§ **Brief**:
Convert the lines below into a two-column CSV with the header text,answer. Give one row for each stretch that begins at an "@detect" line: its wording goes under text and the coordinates that follow go under answer, with each field in double quotes and line breaks replaced by spaces.

------ Data excerpts ------

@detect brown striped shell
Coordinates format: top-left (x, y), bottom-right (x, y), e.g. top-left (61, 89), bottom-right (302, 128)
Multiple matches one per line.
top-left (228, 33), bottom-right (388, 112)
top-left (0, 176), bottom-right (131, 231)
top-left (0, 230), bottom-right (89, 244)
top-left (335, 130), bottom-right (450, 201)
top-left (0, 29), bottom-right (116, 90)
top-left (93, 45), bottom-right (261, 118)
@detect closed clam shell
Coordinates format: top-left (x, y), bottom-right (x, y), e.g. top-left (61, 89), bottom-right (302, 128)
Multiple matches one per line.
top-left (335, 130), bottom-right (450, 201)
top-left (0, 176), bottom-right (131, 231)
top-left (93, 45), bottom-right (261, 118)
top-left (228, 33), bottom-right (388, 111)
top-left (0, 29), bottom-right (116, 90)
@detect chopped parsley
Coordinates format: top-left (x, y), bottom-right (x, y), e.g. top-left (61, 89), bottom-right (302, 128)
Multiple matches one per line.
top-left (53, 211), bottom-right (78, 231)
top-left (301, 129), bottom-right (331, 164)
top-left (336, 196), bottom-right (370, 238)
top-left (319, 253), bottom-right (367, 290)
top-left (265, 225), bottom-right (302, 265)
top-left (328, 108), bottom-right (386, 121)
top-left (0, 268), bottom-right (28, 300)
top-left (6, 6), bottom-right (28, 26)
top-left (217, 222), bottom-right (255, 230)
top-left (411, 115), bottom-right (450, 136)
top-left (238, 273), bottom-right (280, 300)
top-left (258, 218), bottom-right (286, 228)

------

§ **Output for this task**:
text,answer
"@detect brown striped shell Coordinates format: top-left (x, y), bottom-right (x, y), e.g. top-left (61, 89), bottom-right (302, 128) Multiple matches one per line.","top-left (228, 33), bottom-right (388, 112) top-left (0, 176), bottom-right (131, 231) top-left (0, 230), bottom-right (89, 244) top-left (335, 130), bottom-right (450, 201) top-left (0, 29), bottom-right (116, 90) top-left (93, 45), bottom-right (261, 118)"
"@detect closed clam shell Coordinates format: top-left (x, y), bottom-right (x, y), e.g. top-left (61, 89), bottom-right (302, 128) Multiple matches one per line.","top-left (335, 130), bottom-right (450, 201) top-left (0, 176), bottom-right (131, 231) top-left (93, 45), bottom-right (261, 118) top-left (228, 33), bottom-right (388, 111) top-left (0, 29), bottom-right (116, 90)"
"@detect chopped parsley Coordinates format: top-left (x, y), bottom-right (x, y), e.g. top-left (61, 89), bottom-right (302, 128) Multiple matches one per line.","top-left (53, 211), bottom-right (78, 231) top-left (301, 129), bottom-right (331, 164) top-left (336, 196), bottom-right (370, 238) top-left (319, 253), bottom-right (367, 290) top-left (265, 225), bottom-right (302, 265) top-left (328, 108), bottom-right (386, 121) top-left (0, 268), bottom-right (28, 300) top-left (6, 6), bottom-right (28, 26) top-left (217, 222), bottom-right (255, 230) top-left (411, 115), bottom-right (450, 136) top-left (238, 273), bottom-right (280, 300) top-left (258, 218), bottom-right (286, 228)"